GLM-130B: An Open Bilingual Pre-Trained Model

GLM-130B is an open bilingual (English & Chinese) bidirectional dense model with 130 billion parameters, pre-trained using the General Language Model (GLM) algorithm1. It is designed to support inference tasks with the 130B parameters on a single A100 (40G * 8) or V100 (32G * 8) server. As of July 3rd, 2022, GLM-130B has been trained on over 400 billion text tokens (200B each for Chinese and English) and exhibits the following unique features:

  • Bilingual: supports both English and Chinese.
    Performance (EN): better than GPT-3 175B (+5.0%), OPT-175B (+6.5%), and BLOOM-176B (+13.0%) on LAMBADA and slightly better than GPT-3 175B (+0.9%) on MMLU.
  • Performance (CN): significantly better than ERNIE TITAN 3.0 260B on 7 zero-shot CLUE datasets (+24.26%) and 5 zero-shot FewCLUE datasets (+12.75%).
  • Fast Inference: supports fast inference on both SAT and FasterTransformer (up to 2.5X faster) with a single A100 server.

[Dataset excerpts]
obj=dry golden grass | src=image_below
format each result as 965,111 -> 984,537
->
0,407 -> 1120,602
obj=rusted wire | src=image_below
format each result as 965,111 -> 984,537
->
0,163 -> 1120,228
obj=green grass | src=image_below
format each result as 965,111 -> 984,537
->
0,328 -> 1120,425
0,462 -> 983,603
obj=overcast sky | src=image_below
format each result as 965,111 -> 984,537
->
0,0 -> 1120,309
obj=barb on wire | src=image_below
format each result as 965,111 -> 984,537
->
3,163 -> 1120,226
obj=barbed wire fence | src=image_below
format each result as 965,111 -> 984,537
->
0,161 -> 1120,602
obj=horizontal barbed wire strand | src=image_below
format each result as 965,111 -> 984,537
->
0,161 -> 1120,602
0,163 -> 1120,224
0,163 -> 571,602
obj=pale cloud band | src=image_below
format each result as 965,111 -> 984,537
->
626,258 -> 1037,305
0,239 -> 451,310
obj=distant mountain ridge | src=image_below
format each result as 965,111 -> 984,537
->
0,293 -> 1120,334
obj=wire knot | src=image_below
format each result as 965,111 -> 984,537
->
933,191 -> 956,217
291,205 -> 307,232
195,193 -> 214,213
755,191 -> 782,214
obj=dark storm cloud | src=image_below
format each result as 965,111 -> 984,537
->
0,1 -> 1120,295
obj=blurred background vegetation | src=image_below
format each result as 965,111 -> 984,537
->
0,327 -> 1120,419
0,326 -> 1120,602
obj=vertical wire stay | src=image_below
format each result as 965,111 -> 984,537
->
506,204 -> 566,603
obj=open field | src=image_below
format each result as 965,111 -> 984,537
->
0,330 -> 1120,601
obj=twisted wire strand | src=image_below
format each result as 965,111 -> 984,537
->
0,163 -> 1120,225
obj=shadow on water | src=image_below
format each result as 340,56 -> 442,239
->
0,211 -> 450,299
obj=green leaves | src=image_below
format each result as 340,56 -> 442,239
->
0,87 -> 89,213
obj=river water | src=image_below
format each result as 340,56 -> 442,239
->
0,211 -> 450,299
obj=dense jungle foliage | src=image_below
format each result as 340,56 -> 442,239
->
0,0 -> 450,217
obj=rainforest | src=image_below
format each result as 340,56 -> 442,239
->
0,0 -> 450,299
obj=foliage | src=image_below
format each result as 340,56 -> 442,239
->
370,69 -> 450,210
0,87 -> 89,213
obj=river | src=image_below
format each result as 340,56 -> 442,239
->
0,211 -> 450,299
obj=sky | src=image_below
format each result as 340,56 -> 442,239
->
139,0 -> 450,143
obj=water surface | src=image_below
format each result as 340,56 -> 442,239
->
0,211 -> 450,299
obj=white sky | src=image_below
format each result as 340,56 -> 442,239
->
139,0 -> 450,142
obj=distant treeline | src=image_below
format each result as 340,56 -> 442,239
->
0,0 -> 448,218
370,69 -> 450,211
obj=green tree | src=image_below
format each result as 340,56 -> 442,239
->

Action item:
According to the GLM-130B description, how many text tokens had the model been trained on as of July 3rd, 2022? Nothing in the listing is needed here.

Response area:
Over 400 billion text tokens, 200 billion each for Chinese and English.